══ READING TEXT ══

My familiarity with the Bible is limited, but I have always thought of the Biblical heroes as characters and archetypes, not as real people. I think I’m finally making the transition toward thinking of them as humans, perhaps because of some insightful comments from the lovely people who are following Revelationogenesis. In any case, I think it’s hard to read about the “violation” of Dinah and her brothers’ reactions without thinking of them as real people, with human motivations and emotions.
Quick feminist plug: I love that Dinah sets off independently to visit the community’s women. It usually seems like the women in Genesis do whatever their fathers, brothers, husbands, or children need/want/would benefit from them doing.
Of course, Dinah’s independence doesn’t last long; Shechem quickly has sex with her. (Because there was a cultural taboo against premarital sex in Dinah’s time, should we assume that she didn’t appreciate Shechem’s advances? The Bible says that Shechem “spoke tenderly” to Dinah and that he loved her; did she enjoy his contact, or was she raped?)

═══
══ INFORMATION GIVEN ══

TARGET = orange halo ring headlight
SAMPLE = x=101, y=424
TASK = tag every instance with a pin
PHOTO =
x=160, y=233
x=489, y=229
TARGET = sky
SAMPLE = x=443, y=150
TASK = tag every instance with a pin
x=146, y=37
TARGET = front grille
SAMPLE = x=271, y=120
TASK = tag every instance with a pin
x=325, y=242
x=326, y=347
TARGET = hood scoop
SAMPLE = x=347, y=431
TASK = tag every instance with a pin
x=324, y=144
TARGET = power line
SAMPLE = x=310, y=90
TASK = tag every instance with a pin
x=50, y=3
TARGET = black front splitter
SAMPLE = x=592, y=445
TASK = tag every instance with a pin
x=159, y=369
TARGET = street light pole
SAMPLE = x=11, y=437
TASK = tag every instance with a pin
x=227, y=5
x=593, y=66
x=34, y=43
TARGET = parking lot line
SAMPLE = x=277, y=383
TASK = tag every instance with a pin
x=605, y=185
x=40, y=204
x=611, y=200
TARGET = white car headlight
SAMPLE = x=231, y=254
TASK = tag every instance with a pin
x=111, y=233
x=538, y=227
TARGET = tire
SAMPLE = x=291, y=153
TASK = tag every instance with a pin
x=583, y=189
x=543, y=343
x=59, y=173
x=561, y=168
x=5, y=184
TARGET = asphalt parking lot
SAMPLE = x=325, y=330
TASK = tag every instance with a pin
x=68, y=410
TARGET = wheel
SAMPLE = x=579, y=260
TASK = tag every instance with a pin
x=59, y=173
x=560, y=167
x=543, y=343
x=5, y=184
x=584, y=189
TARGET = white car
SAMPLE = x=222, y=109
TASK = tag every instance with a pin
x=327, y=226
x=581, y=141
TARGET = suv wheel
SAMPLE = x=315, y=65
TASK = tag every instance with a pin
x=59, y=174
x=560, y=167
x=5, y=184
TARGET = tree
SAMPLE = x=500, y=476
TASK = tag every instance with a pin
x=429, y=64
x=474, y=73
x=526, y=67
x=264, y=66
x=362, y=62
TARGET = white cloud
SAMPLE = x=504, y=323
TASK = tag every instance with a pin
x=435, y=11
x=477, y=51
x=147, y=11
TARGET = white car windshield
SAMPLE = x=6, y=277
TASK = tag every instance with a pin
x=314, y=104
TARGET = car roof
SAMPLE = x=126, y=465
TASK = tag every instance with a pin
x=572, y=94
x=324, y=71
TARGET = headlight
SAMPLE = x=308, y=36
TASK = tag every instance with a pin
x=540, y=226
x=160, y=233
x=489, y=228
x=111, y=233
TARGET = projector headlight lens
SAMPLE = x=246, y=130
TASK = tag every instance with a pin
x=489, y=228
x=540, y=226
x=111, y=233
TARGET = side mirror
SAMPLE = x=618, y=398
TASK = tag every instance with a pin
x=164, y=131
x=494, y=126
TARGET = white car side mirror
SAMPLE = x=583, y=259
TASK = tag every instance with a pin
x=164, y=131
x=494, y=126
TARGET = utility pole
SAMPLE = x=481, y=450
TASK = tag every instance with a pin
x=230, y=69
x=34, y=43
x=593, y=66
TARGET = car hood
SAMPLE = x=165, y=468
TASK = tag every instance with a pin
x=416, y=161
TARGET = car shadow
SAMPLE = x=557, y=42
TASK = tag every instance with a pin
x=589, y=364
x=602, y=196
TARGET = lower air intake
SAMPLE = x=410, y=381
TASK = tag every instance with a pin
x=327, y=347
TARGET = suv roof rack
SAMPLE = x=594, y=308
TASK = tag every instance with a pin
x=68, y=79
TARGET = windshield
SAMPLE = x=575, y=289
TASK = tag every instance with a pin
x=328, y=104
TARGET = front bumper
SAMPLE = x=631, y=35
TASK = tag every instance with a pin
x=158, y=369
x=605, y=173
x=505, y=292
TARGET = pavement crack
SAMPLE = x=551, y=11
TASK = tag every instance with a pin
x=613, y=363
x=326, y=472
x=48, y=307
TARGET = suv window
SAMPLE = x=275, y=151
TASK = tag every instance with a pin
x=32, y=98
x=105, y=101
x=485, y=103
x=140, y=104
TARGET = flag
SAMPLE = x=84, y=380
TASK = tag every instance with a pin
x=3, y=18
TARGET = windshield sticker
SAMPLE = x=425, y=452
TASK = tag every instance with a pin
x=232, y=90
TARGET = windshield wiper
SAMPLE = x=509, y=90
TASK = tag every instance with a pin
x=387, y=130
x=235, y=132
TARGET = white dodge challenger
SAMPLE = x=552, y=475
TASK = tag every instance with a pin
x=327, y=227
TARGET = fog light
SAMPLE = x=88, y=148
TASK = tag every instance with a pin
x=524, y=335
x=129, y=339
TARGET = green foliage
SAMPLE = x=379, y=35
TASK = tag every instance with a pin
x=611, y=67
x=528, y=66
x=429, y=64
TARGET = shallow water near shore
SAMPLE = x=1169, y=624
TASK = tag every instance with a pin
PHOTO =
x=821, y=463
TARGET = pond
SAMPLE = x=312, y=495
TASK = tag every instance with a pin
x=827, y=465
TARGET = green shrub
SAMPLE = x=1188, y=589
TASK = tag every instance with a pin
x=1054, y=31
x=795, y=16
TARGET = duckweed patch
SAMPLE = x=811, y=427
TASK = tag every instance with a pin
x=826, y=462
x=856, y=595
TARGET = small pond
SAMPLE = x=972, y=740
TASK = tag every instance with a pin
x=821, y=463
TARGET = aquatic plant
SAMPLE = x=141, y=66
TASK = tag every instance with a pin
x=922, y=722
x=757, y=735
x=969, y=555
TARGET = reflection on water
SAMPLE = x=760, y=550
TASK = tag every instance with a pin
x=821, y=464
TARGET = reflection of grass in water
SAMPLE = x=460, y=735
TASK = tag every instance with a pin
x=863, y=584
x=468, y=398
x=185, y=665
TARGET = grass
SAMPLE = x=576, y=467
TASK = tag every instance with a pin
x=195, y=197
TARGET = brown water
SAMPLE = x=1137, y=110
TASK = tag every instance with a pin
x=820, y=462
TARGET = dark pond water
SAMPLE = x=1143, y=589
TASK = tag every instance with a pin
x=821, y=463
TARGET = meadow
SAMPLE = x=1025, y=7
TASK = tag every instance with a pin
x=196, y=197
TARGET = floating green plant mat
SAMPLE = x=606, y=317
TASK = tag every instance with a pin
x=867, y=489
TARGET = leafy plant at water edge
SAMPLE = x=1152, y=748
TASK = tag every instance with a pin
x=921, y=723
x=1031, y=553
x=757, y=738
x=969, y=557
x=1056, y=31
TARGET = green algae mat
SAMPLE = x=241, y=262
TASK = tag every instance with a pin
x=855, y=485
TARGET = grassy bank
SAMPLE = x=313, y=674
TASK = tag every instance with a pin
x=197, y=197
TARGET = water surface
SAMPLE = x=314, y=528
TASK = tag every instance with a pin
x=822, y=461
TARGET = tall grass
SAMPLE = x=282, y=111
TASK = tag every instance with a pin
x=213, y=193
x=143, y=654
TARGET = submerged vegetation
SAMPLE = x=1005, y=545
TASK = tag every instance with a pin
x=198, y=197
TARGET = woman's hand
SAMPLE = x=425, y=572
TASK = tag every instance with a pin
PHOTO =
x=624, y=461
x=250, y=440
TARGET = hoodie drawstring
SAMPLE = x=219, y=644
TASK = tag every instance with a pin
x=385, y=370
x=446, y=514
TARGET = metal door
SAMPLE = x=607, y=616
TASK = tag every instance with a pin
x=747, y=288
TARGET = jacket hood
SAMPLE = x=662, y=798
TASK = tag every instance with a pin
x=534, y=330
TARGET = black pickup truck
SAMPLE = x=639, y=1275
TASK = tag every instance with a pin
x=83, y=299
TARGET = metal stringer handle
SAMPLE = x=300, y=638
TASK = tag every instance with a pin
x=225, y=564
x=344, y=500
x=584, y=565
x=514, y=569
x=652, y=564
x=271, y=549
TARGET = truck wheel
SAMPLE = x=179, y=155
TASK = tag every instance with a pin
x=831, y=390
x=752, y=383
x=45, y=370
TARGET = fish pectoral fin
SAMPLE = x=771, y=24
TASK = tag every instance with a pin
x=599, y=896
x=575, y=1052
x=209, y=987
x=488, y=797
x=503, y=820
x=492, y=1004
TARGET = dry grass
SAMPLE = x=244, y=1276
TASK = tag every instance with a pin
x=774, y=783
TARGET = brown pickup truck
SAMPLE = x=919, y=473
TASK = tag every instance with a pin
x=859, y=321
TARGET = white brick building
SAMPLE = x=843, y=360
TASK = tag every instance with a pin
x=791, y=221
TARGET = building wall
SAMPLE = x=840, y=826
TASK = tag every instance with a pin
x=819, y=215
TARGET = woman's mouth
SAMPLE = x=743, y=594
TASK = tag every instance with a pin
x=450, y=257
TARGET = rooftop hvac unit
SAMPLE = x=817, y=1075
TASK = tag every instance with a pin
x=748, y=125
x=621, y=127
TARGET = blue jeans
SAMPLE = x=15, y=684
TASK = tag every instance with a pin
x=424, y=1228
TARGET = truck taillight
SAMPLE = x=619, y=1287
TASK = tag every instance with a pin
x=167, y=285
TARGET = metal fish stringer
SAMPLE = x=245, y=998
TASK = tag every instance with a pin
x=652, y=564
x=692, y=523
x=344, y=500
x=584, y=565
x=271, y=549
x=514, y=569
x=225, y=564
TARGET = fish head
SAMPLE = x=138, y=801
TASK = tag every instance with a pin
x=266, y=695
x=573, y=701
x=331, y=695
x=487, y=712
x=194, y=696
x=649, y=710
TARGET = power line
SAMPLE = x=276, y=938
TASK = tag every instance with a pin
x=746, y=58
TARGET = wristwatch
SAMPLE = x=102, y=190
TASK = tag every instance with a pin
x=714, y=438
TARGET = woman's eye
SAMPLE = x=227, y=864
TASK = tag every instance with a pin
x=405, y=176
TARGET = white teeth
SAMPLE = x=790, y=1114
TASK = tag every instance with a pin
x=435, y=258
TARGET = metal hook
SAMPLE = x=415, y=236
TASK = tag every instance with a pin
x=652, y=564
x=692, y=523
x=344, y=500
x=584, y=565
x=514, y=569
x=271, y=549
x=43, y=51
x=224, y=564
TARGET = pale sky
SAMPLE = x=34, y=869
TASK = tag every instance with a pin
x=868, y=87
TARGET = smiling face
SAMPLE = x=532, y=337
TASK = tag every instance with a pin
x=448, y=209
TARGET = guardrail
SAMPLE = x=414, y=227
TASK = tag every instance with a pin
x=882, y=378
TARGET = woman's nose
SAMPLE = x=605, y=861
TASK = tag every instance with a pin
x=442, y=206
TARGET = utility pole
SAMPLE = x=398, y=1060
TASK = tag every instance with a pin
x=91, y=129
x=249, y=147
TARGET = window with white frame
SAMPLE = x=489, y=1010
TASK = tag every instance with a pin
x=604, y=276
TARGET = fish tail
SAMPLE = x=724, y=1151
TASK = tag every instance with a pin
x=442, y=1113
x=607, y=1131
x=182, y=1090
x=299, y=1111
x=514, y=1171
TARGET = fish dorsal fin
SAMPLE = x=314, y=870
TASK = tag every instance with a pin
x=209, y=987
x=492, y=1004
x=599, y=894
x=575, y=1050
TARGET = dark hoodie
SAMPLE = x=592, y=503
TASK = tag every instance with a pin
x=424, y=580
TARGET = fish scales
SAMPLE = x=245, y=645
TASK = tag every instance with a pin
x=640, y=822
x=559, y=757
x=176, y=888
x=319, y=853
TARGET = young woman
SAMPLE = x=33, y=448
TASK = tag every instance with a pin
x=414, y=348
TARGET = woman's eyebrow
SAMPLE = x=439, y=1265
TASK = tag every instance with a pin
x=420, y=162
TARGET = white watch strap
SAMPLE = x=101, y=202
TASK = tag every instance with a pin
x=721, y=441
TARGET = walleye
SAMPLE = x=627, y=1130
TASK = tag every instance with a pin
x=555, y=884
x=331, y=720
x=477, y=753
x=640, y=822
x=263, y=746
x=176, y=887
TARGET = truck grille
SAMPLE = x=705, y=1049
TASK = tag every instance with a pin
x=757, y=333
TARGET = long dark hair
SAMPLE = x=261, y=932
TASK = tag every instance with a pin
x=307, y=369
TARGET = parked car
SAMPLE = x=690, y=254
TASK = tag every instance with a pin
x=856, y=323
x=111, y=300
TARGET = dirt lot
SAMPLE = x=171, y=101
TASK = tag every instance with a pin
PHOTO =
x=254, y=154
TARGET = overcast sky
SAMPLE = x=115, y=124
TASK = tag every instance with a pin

═══

(TASK TO COMPLETE)
In the reading on Dinah, what does the writer love that Dinah does? The records have nothing to do with what follows.

(REPLY TO THE EXERCISE)
She sets off independently to visit the community's women.